**Given instruction**
Write the listing out again, all of it, word for word.

**Raw records**
____________
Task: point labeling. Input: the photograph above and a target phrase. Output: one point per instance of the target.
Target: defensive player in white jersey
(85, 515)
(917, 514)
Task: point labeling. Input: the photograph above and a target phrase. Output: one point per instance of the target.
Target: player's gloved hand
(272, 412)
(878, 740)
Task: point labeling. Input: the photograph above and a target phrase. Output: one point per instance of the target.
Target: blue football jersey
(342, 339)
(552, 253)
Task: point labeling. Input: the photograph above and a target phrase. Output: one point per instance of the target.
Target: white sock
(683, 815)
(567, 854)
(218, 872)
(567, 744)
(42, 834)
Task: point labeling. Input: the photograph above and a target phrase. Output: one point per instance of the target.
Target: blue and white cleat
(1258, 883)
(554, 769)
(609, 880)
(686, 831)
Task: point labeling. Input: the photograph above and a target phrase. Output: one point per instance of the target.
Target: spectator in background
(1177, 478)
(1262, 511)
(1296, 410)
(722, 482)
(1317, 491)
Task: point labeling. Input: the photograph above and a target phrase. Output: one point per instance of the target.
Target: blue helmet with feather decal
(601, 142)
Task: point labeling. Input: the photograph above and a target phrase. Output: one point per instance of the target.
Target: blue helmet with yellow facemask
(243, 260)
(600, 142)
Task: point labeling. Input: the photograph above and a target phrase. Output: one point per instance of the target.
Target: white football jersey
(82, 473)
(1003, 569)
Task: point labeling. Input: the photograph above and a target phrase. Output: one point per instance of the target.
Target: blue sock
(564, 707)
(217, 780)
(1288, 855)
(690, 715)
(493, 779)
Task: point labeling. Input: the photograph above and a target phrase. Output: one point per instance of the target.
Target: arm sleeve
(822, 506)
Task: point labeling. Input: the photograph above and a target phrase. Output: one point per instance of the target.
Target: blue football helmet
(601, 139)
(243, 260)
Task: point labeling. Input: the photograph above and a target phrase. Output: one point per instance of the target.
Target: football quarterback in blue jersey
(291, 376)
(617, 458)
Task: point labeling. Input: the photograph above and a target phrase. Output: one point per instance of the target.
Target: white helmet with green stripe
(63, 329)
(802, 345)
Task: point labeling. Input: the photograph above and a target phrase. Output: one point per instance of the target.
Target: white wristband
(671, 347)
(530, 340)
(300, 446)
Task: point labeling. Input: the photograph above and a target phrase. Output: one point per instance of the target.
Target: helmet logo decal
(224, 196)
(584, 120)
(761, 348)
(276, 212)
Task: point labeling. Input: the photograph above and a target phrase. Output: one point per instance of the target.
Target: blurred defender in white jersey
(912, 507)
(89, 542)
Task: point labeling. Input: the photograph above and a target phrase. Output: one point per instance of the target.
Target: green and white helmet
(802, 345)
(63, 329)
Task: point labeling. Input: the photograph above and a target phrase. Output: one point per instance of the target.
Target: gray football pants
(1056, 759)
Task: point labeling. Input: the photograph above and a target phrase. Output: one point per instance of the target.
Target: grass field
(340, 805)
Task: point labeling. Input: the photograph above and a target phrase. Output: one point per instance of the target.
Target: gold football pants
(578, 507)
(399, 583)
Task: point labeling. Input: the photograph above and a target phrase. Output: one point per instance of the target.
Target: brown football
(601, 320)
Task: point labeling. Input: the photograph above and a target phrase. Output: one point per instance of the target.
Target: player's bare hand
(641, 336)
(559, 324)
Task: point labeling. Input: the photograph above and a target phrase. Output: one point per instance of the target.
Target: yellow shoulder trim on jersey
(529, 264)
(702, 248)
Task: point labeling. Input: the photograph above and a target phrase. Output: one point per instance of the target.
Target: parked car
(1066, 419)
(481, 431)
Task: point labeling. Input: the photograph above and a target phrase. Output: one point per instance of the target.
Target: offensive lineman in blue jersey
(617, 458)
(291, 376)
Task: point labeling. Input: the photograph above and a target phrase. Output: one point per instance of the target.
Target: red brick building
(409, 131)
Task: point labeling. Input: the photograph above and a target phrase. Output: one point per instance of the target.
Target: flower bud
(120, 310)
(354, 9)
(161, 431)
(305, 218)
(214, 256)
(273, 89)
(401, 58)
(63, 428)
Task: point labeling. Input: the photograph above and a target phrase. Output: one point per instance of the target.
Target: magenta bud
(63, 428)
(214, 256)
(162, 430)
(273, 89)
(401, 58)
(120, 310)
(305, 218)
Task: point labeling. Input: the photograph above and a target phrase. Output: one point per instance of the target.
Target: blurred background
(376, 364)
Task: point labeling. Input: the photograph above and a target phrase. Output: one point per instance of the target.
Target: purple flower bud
____________
**Task response**
Task: point labeling. Input: the photograph above and a target phrase. Output: one point per instance of the target.
Target: defensive player in white jersey
(85, 515)
(917, 514)
Task: point labeling. Input: the photograph above and a target phrase. Output: one point per instance of the target.
Target: player's gloved hand
(272, 412)
(878, 740)
Task: point labeling. Input: the photograph above and a target phrase. Output: one point per instance of the target.
Target: blue football jersey
(342, 339)
(552, 253)
Task: point labeling. Input: the photograph above and a target phrase. Output: one point per instance of the target.
Target: white sock
(683, 815)
(567, 854)
(218, 872)
(567, 744)
(42, 834)
Task: point labeling. Input: the photograph above and a target phrase. Output: one point per instance of the target.
Target: blue and white cleat
(1258, 883)
(554, 769)
(609, 880)
(686, 831)
Task: point labeling. Input: the photograph above and a target phrase. Output: one point per instance of the target.
Target: spectator in background
(1177, 478)
(1262, 511)
(1296, 410)
(722, 482)
(1317, 491)
Task: point labeling. Input: the photograph above and a target phrase. Output: one point per instance of the target.
Target: blue helmet with feather decal
(601, 142)
Task: point labeling. Input: the photograph above and a target phrase. Output: one point per instance of the target.
Target: blue helmet with yellow facemask
(243, 260)
(600, 142)
Task: point labeling. Input: the photograph above and a target phrase. Output: one point per instance of the target.
Target: white football jersey
(82, 473)
(1003, 569)
Task: point labeling. Input: the photograph above and a target phrase. Output: one point per instance of the target.
Target: blue sock
(564, 707)
(217, 780)
(1288, 855)
(690, 715)
(493, 779)
Task: point labeling. Input: the photograph above and a target phrase. Output: one point per instance of the target.
Target: arm sleeve
(822, 506)
Task: point labeling. Input: the photograph above and a target phrase. Output: one point per instance of the target.
Target: blue football helmet
(601, 139)
(243, 260)
Task: point labeling. Input: the photograph above and a target phrase. Output: one point per instance of the target.
Target: football quarterback in blue jersey
(291, 376)
(617, 458)
Task: point labeling. Input: the photograph above and a target phrase. Output: one point per instance of the target.
Target: white helmet with green stripe
(63, 329)
(802, 345)
Task: point labeling. Input: the photograph above and a target phrase. Output: one point per instance of the target.
Target: white wristband
(671, 347)
(530, 340)
(300, 446)
Task: point labeling. Input: the photograph above and a target phrase. Output: one point per instance of the target.
Target: helmet logo decal
(224, 196)
(584, 120)
(761, 348)
(276, 212)
Task: point labeling. Input: the photograph above and a target phrase. Output: one point per instance of the target.
Target: blurred defender in white jersey
(912, 507)
(89, 542)
Task: point labeling. Input: the photograph above and a target phrase. Output: one point per instance of the target.
Target: green and white helmet
(802, 345)
(63, 329)
Task: point labeling. Input: the photograph above and a target phrase. Output: one point per instance of the target.
Target: gray football pants
(1056, 759)
Task: point labeling. Input: the photograph above and a target phrase. Output: one point per instance of the target.
Target: grass field
(340, 805)
Task: point labeling. Input: the photograph above and a target phrase. Output: one point per instance of the target.
Target: gold football pants
(578, 507)
(399, 583)
Task: point labeling. Input: the photograph above and a target phrase. Output: one point per instance of the target.
Target: brown football
(601, 320)
Task: point labeling. Input: the photograph above and a target phrase. Output: one point per instance of the target.
Target: player's bare hand
(641, 336)
(559, 324)
Task: point labeling. Input: the photograph above and a target phrase. Output: one point per instance of the target.
Target: yellow shoulder trim on jersey
(529, 264)
(702, 248)
Task: point labeling. Input: the photograph above and a target phrase. Output: one point per instance of the target.
Target: parked car
(1066, 419)
(481, 431)
Task: point labeling. Input: the photograph above and a target phrase. Output: one point per instance of the target.
Target: offensive lineman in blue jersey
(617, 458)
(291, 376)
Task: point labeling. Input: the photograph above and a target phrase. Output: one point per instance of the target.
Target: red brick building
(409, 131)
Task: point labeling. Input: the photograph above and a target phrase. Output: one point per instance of the target.
Target: flower bud
(120, 310)
(354, 9)
(161, 431)
(305, 218)
(214, 256)
(273, 89)
(401, 58)
(63, 428)
Task: point labeling. Input: the photograph above and a target phrase. Output: one point per instance of the target.
Target: magenta bud
(63, 428)
(214, 256)
(162, 430)
(273, 89)
(401, 58)
(120, 310)
(305, 218)
Task: point labeling. Input: the photograph above and a target phrase. Output: one point per instance of the target.
Target: blurred background
(376, 364)
Task: point labeling. Input: the photograph above and a target phrase. Output: one point per instance of the target.
Target: purple flower bud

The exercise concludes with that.